Ausgangstext:
|---|

# Topmodel Estella Warren wegen Fahrerflucht verhaftet!



## Mandalorianer (27 Mai 2011)

*Topmodel Estella Warren wegen Fahrerflucht verhaftet!​**
Betrunken am Steuer: Estella Warren sitzt im Gefängnis​*

Unglaublich! Gerade prasselt die Nachricht herein, dass Model und Schauspielerin Estella Warren wegen Trunkenheit am Steuer seit gestern Abend in einem Gefängnis in Los Angeles sitzt. Aber dem nicht genug, sie ist in ihrem betrunken Zustand doch glatt in drei Autos gefahren, beging Fahrerflucht und hat bei ihrer Festnahme dann noch einen Polizisten getreten.

Das ehemalige COSMOPOLITAN Covermodel hat schon in mehreren Kinofilmen die Hauptrolle gespielt. Dazu gehörten auch die Neuverfilmung von „Planet of the Apes“ und „Kangaroo Jack“. Wir sind platt, dass die Schönheit sich nicht nur betrunken hinters Steuer setzte, sondern sich auch noch mit einem Polizisten anlegte.

|---|

Bereitgestelltes Material:
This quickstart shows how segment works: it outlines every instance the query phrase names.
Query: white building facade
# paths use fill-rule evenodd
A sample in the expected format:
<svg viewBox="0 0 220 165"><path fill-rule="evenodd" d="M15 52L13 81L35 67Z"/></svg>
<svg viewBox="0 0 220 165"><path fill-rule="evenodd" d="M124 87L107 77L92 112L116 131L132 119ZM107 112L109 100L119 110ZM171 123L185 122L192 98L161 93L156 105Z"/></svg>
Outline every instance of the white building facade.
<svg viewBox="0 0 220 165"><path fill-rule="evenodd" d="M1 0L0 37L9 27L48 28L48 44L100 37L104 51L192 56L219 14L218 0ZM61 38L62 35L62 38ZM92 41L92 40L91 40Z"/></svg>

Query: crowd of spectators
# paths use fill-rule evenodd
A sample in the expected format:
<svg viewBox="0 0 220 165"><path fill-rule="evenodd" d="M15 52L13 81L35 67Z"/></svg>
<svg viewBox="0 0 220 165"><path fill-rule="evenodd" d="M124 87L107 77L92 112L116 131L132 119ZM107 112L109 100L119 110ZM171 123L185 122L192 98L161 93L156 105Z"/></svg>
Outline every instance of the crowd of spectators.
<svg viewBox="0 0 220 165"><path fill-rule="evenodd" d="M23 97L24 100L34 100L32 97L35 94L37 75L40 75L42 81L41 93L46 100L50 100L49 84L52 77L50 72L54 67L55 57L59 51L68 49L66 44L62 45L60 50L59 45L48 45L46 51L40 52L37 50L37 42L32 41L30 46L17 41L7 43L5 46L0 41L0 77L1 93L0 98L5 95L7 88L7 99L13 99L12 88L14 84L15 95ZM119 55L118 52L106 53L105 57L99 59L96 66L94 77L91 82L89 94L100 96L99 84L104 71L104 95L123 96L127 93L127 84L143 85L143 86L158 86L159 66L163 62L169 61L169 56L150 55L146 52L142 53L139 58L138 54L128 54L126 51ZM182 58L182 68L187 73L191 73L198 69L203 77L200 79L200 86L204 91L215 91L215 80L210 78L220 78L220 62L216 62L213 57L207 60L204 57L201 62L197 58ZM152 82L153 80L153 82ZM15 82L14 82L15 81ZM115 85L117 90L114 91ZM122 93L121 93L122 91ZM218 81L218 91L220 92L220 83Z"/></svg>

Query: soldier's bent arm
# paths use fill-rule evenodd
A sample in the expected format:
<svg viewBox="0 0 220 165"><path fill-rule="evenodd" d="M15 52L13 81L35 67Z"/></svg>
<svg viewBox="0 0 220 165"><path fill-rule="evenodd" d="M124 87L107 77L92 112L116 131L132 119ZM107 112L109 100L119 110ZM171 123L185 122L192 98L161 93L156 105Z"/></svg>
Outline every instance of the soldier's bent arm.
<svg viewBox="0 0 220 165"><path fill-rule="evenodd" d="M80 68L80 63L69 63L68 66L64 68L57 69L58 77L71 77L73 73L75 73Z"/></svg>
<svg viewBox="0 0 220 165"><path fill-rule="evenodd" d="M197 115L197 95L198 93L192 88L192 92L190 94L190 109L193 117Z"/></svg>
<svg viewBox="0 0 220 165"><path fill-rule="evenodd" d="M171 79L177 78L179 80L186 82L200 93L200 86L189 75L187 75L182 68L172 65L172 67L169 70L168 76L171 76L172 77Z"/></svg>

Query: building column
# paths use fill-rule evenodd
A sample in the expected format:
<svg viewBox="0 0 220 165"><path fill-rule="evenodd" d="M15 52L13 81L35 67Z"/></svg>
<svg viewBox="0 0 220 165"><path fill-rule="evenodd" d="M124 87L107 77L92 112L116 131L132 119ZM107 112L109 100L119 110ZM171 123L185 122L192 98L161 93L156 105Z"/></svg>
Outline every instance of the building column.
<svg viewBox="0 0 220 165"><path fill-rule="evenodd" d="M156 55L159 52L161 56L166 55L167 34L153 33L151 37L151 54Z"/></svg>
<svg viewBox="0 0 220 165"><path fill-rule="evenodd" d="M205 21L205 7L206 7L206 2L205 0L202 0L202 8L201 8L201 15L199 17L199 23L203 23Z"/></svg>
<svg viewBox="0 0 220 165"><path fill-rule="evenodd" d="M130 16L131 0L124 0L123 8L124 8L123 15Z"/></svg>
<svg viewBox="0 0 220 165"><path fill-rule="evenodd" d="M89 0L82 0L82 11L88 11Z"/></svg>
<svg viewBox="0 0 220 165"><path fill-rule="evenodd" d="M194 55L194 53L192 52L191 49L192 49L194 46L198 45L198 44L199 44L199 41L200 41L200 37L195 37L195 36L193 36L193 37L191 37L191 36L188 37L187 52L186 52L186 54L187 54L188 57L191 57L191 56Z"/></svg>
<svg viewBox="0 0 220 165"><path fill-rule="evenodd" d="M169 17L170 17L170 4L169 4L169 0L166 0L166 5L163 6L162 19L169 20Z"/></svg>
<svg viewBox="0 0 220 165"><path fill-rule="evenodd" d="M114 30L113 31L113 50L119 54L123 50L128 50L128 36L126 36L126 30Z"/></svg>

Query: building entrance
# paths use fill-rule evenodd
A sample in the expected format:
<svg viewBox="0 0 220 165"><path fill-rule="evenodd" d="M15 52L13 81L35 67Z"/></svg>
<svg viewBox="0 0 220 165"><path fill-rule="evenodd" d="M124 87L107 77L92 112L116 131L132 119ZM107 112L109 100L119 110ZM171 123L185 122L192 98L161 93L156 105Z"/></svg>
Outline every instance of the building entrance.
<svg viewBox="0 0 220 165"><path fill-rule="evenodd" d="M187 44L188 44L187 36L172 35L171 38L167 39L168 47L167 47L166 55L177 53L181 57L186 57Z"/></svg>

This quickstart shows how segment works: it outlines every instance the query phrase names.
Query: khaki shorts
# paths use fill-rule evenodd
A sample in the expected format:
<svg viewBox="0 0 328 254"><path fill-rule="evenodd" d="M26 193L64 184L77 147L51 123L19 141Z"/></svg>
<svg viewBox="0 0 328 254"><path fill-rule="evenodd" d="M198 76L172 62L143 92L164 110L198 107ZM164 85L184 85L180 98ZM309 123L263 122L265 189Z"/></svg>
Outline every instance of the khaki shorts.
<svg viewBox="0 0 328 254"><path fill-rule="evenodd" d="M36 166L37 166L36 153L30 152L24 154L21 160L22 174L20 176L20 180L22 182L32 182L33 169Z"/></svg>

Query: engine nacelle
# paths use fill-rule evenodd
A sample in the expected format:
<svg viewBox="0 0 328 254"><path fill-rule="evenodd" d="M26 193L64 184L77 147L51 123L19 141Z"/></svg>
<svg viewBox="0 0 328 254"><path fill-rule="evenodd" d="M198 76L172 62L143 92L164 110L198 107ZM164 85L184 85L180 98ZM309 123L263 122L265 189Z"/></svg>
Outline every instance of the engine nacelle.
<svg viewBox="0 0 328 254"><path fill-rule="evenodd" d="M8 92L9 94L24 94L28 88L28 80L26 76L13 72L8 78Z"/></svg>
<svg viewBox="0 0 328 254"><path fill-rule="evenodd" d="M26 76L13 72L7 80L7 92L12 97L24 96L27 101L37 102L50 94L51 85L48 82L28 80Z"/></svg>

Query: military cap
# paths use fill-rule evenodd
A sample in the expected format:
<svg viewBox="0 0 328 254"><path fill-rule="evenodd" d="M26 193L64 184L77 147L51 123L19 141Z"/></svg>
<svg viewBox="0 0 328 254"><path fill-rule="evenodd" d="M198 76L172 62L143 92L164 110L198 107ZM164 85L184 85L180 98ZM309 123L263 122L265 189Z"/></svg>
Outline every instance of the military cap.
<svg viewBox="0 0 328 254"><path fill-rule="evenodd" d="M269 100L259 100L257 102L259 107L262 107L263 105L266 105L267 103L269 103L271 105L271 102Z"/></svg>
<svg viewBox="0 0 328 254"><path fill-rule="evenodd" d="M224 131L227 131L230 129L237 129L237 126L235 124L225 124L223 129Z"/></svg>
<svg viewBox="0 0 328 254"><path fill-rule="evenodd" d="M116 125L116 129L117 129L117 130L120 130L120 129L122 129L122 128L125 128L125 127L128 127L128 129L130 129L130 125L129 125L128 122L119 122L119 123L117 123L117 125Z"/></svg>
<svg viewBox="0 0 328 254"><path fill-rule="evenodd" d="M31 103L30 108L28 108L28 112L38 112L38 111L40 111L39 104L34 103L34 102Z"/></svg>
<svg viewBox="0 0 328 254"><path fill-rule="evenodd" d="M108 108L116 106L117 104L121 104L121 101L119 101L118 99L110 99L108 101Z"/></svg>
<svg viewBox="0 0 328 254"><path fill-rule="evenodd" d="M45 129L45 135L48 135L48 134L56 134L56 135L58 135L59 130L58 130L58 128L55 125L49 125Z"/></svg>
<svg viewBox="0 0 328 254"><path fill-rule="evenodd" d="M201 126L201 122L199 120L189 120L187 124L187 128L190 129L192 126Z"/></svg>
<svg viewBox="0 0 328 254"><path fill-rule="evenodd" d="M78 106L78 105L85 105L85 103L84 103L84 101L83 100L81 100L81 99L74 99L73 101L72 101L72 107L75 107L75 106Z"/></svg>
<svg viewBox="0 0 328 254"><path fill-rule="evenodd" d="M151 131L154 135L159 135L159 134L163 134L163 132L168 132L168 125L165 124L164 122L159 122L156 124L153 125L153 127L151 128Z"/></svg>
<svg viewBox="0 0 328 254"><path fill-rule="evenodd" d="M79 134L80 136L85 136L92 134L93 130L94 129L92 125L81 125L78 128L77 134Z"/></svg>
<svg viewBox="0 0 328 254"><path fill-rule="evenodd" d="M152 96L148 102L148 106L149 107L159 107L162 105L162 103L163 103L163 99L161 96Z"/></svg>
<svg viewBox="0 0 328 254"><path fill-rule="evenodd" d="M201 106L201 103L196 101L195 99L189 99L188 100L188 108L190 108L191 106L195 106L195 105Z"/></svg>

|---|

Zu bearbeitende Aufgaben:
1 – In wie viele Autos fuhr Estella Warren laut dem Beitrag über ihre Festnahme in betrunkenem Zustand?
2 – Führe den Beitrag über Estella Warrens Festnahme im Anschluss an seinen letzten Satz fort.

Antworten:
1 – In drei Autos.

2 –
So berichtet die News-Site TMZ, dass die 32-jährige Schauspielerin doch tatsächlich in drei parkende Autos crashte, doch statt den Unfall zu melden, fuhr Estella Warren schnurstracks weiter. Zwei Polizisten hatten den Vorfall beobachtet und folgten dem Model. Beim Versuch sie zu verhaften, wehrte sie sich und trat einen der Männer noch gegen das Schienenbein. Da fehlen einem wirklich die Worte, dagegen ist Lindsay Lohan ein Waisenkind.

*Was sagt ihr dazu, dass Estella Warren betrunken Auto fuhr und nach ihrem Unfall Fahrerflucht beging?*


*Gruss vom Gollum*


----------



## beachkini (27 Mai 2011)

> fuhr Estella Warren schnurstracks weiter


 wohl eben nicht


----------



## posemuckel (27 Mai 2011)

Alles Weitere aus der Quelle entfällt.